▶ Stated problem 1:
In the passage about the Juan de Fuca plate, how many earthquakes sent the seismic waves that Hawley and Allen mapped?
▶ Stated problem 2:
Print the stretch of the Juan de Fuca plate passage from "What’s more, the" through "to a halt.)".
--- BEGIN Quoted passage ---
What’s more, the study is giving scientists a peek into the final moments of a tectonic plate’s life. The Juan de Fuca is one of the few remaining fragments of the once mighty Farallon plate, which North America began languidly consuming some 180 million years ago as the supercontinent Pangea broke apart. What happens when such plates are swallowed up is still unknown—but it’s a fate that awaits all of the planet’s oceanic plates.

“What we are looking at right now is the death of an oceanic plate,” Hawley says. (Find our what might happen when Earth’s tectonic plates grind to a halt.)

Other scientists are greeting the new model with curiosity and excitement, but they also caution that it needs more testing before it can become geologic canon.

“I think there are certainly good ideas,” says Martin Streck, a volcanologist at Portland State University who specializes in the geologic activity of the Pacific Northwest. “But we may discuss this for some years to come.”

Teasing apart a tear

Earth’s crust is fractured into an interlocking network of tectonic plates, whose slow-motion dance has shaped the surface of our planet. They grind against one another, pulling apart at some edges and colliding in others. These collisions often form what are known as subduction zones, where oceanic plates take the plunge while continental plates ride high.

Researchers once thought that at any given subduction zone, the diving plate simply curls down into the deep, dropping in a sheet like a curtain, Hawley explains. But scientists have realized that just isn’t the case, based on the data gathered from an increasing number of instruments imaging Earth’s innards—including the thousands of seismometers of the National Science Foundation’s EarthScope project, as well as the onshore and underwater arrays of the Cascadia Initiative, all of which were used in this latest study.

Now, we know that as one plate dips under another, it can deform, warping and breaking in unexpected ways. How this tortured fate affects the surface, however, is not always clear, particularly as a tectonic plate nears its end. The dying Juan de Fuca plate is a perfect opportunity to study such impacts, in part because it’s not going quietly into the deep, so scientists are closely monitoring the system’s every shiver and burp. (Here’s how we found out that a powerful earthquake split a tectonic plate in two.

To study the plate’s subterranean gap, Hawley and Allen first needed to confirm that it really exists and was not just some artifact hiding in the data. The duo constructed a high-resolution look into the subsurface by mapping out the different speeds of seismic waves that 217 earthquakes sent rippling through the region. The speeds of these waves change depending on the temperature and composition of the rock, so they were able to "see" the colder, denser oceanic plate as it sinks into Earth and confirm that part of it is indeed missing.
--- END Quoted passage ---
--- BEGIN Material supplied ---
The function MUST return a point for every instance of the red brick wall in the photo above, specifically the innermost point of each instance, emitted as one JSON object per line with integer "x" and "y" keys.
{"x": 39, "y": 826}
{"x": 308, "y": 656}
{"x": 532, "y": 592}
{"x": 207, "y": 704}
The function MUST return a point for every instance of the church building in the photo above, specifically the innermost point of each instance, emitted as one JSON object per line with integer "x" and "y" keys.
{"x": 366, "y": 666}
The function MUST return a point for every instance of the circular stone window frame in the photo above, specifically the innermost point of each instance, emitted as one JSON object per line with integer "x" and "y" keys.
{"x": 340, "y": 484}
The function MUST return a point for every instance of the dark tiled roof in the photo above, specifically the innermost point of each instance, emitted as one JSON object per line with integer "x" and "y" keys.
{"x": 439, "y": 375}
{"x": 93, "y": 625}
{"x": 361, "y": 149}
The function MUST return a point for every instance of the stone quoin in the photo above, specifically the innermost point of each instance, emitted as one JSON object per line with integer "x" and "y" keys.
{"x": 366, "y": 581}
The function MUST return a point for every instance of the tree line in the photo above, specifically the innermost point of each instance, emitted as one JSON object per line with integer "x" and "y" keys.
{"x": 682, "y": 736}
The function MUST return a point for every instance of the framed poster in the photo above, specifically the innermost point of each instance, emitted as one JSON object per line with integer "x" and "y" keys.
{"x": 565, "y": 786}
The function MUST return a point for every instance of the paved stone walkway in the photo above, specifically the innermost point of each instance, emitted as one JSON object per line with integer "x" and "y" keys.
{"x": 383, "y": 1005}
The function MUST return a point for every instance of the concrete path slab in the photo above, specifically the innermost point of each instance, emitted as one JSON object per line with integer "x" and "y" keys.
--- END Material supplied ---
▶ Final result 1:
217

▶ Final result 2:
What’s more, the study is giving scientists a peek into the final moments of a tectonic plate’s life. The Juan de Fuca is one of the few remaining fragments of the once mighty Farallon plate, which North America began languidly consuming some 180 million years ago as the supercontinent Pangea broke apart. What happens when such plates are swallowed up is still unknown—but it’s a fate that awaits all of the planet’s oceanic plates.

“What we are looking at right now is the death of an oceanic plate,” Hawley says. (Find our what might happen when Earth’s tectonic plates grind to a halt.)